- _PROMPT_: From the line with "Task: place one keypoint per instance of the grassy hillside" through the final line, please write out the listing exactly, including both of those lines.

- _RECORDS TO USE_:
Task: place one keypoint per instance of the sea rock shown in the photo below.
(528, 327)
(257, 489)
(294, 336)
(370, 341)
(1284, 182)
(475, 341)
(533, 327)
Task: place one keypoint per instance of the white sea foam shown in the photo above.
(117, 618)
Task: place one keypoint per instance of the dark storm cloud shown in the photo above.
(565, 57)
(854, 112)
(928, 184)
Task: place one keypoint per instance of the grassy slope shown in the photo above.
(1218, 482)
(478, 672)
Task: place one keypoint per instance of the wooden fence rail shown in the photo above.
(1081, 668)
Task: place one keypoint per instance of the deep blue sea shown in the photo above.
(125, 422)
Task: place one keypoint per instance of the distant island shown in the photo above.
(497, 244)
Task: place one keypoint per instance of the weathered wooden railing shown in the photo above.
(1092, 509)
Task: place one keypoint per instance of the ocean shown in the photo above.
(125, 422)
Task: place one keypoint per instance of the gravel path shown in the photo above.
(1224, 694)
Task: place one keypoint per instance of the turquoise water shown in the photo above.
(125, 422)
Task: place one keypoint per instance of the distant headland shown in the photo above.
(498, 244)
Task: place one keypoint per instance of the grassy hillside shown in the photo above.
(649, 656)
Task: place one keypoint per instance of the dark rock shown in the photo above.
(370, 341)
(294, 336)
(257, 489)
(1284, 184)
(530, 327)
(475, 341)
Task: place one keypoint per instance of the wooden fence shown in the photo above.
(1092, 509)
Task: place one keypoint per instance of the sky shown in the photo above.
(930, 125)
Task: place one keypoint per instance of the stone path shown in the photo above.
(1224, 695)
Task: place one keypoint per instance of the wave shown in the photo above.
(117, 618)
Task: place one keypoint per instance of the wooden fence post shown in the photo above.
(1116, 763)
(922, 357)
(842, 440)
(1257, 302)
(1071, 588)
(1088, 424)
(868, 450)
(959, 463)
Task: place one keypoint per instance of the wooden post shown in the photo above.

- _TASK RESULT_:
Task: place one keypoint per instance of the grassy hillside shown in the photo above.
(649, 656)
Task: place one keypoint per instance of the dark rock shown in the photo above.
(370, 341)
(294, 336)
(257, 489)
(1284, 184)
(530, 327)
(475, 341)
Task: place one keypoint per instance of the wooden fence shown in the photo above.
(1092, 509)
Task: place one keypoint per instance of the sky shown in the photo above.
(930, 125)
Task: place one keypoint per instance of the stone path shown in the photo above.
(1224, 695)
Task: place one keypoint per instance of the wave shown in the photo above.
(117, 618)
Task: place one keypoint per instance of the wooden fence post shown in the photo above.
(1116, 763)
(922, 357)
(842, 440)
(1257, 302)
(1071, 588)
(1088, 424)
(868, 450)
(959, 463)
Task: place one keypoint per instance of the wooden post shown in the photo above.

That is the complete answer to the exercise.